» Action item: What's needed is a word-for-word retyping of the entries below, pictures omitted.

(Data items)
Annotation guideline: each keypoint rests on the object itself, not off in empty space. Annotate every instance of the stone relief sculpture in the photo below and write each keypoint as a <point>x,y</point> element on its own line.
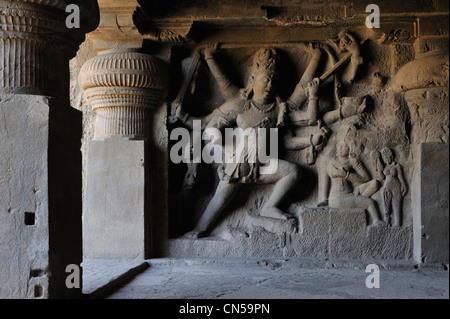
<point>394,186</point>
<point>259,106</point>
<point>256,107</point>
<point>350,184</point>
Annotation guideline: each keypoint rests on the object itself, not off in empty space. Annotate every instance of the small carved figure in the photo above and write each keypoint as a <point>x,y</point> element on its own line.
<point>394,186</point>
<point>344,171</point>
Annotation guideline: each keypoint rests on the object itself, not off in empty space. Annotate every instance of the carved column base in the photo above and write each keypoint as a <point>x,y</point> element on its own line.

» Exercise result:
Annotation guideline: each keypoint rests on the object itself, not off in empty space. Annotate every instance of the stone relief sculpture in the photo below and write each keypoint as a <point>x,y</point> element on its own line.
<point>394,186</point>
<point>259,106</point>
<point>256,107</point>
<point>350,184</point>
Annotation guideline: each keypoint rests on the object itself, not off in empty space. Annotate every instance of the small carved figure in the photo above and write each keypoint as a <point>x,y</point> element on its own line.
<point>394,186</point>
<point>344,171</point>
Annotation guideline: each keypoint rests on the object itself, not off in empty space. Annotate every instance of the carved column base in the photo above and write each keypoint as a <point>x,y</point> element on its own line.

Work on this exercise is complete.